[[ MATERIAL PROVIDED, beginning ]]

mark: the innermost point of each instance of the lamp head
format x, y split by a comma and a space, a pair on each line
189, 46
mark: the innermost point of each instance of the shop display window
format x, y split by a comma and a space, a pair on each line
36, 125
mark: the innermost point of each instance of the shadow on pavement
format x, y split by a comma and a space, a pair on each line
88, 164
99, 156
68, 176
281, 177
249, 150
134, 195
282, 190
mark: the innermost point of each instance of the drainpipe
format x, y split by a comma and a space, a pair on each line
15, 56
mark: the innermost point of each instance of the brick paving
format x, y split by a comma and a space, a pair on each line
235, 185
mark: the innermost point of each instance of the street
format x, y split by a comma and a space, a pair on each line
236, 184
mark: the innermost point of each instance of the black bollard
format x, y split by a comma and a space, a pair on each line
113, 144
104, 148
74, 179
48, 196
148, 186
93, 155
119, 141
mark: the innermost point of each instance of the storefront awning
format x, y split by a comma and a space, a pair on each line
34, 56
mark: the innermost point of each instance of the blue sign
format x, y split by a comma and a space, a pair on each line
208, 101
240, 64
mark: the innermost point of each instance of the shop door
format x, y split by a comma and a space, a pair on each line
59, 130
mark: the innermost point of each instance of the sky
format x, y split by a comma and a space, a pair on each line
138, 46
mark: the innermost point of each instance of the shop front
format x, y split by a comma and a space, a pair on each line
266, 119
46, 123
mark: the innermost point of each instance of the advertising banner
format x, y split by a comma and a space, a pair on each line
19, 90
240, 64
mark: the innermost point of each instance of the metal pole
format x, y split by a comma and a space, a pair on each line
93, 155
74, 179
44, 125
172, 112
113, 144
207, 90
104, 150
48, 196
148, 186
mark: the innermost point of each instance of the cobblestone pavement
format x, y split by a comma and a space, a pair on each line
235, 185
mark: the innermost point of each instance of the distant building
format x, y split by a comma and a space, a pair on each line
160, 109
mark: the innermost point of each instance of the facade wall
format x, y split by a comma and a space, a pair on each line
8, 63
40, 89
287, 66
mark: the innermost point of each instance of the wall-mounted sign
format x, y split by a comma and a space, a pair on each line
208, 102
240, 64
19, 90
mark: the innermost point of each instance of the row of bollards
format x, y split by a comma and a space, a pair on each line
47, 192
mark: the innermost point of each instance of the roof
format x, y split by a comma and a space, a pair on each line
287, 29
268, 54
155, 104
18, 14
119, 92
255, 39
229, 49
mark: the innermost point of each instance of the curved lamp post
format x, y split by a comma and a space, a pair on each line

[[ MATERIAL PROVIDED, end ]]

» **ACTIVITY**
An exact reproduction of the data is required. Leave nothing out.

» **TASK ANSWER**
mark: the innermost point of each instance of the lamp head
format x, y split by a comma and a space, a pair on each line
189, 46
mark: the innermost point of each instance of the shop display window
format x, y split by a comma and a space, a pair on each line
36, 125
mark: the innermost point of each instance of the shadow on pavement
format x, y split by a comma and a space, a pair on each line
88, 164
99, 156
68, 176
281, 177
249, 150
134, 195
282, 190
mark: the innermost point of each instance of the drainpipe
format x, y split by a comma and a space, a pair on each line
15, 56
mark: the innermost point of each instance of the brick paving
format x, y split by a comma and a space, a pair on each line
235, 185
mark: the innermost point of each instance of the street
format x, y split by a comma and a space, a pair on each line
236, 184
mark: the innermost point of each instance of the black bollard
format x, y split by a comma and a space, a pair on each line
113, 144
104, 148
74, 179
48, 196
148, 186
93, 155
119, 141
mark: the innermost point of each instance of the storefront awning
format x, y split by a comma and a space, a pair on each line
34, 56
mark: the innermost point of each instance of the blue sign
format x, y split by a comma and a space, a pair on each line
208, 101
240, 64
mark: the innermost point of each instance of the shop door
format x, y split by a comma and a space, a pair on each line
59, 130
mark: the innermost point of each instance of the sky
format x, y split by a comma and a space, a pair on each line
138, 46
mark: the innermost point of each instance of the shop front
format x, y split by a comma and a space, a pair on each line
266, 119
46, 123
mark: the innermost point of each instance of the advertising banner
format x, y split by a comma and a space, a pair on each line
19, 90
240, 64
mark: the innermost point of each instance of the metal pole
format x, y split by a comma and a space, a pair on each line
93, 155
74, 179
44, 125
172, 112
113, 144
207, 90
104, 150
48, 196
148, 186
mark: the innermost point of each instance of the cobblestone pavement
format x, y split by a comma and a space, a pair on each line
235, 185
mark: the innermost point of each instance of the distant building
format x, y split by a comma and a space, a pair on each line
160, 109
mark: the innermost point of each instance of the facade wall
format x, y split by a comma and a space, a pair on each line
8, 63
40, 89
287, 66
mark: the innermost point of each instance of the wall-mounted sign
format x, y split by a comma and a space, a pair on each line
208, 102
240, 64
19, 90
mark: the innermost point of each instance of the row of bollards
format x, y split by a comma and a space, a pair on each line
47, 192
mark: the innermost point of each instance of the roof
format x, y split by a comma and a space, a pair on each line
287, 29
268, 54
155, 104
18, 14
119, 92
255, 39
229, 49
mark: the innermost point of each instance of the curved lamp post
format x, y split by a comma and a space, a pair on each line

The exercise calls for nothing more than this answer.